* **GIVEN RECORDS**:
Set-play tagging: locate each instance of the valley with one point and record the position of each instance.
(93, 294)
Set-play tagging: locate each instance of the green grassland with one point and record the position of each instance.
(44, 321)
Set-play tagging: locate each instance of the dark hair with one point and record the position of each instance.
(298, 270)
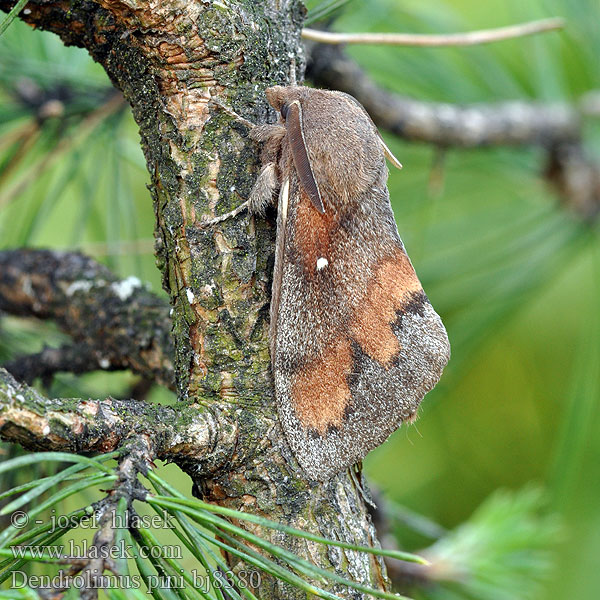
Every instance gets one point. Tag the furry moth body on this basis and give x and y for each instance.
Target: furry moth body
(355, 343)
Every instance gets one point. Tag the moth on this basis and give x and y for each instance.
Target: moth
(355, 343)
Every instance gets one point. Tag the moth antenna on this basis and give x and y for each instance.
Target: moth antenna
(233, 114)
(293, 122)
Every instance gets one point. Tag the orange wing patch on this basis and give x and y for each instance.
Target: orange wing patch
(320, 391)
(312, 233)
(390, 289)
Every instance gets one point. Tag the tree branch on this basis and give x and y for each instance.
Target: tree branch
(443, 124)
(180, 434)
(115, 324)
(471, 38)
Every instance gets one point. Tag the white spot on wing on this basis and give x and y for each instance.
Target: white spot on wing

* **EXERCISE DESCRIPTION**: Print all of the data above line by line and word for word, leaving out the pictures.

* **COMPLETE RESPONSE**:
Set-play tagging: locate each instance of the valley with one point and record the position of each instance.
(93, 294)
Set-play tagging: locate each instance of the green grassland with one point and record the position of each instance.
(44, 321)
Set-play tagging: locate each instance of the dark hair with one point and record the position of each instance.
(298, 270)
Every instance gets one point. Tag the furry moth body on this basis and give x and y for each instance.
Target: furry moth body
(355, 343)
Every instance gets one point. Tag the moth on this basis and give x and y for each instance.
Target: moth
(355, 343)
Every instance gets one point. Tag the moth antenna on this basis and give x and y for each instance.
Target: moth antenna
(233, 114)
(293, 122)
Every instance gets one point. Tag the orange wing patch on this basis and give x and y for each instance.
Target: orange wing patch
(320, 391)
(312, 233)
(390, 289)
Every instance gets one point. Tag the tree branch on this basis and give x and y for each instance.
Target: tree branch
(443, 124)
(180, 434)
(115, 324)
(471, 38)
Every instance gets one point. Tag the white spot on wing on this basis and give x and y for each instance.
Target: white spot on wing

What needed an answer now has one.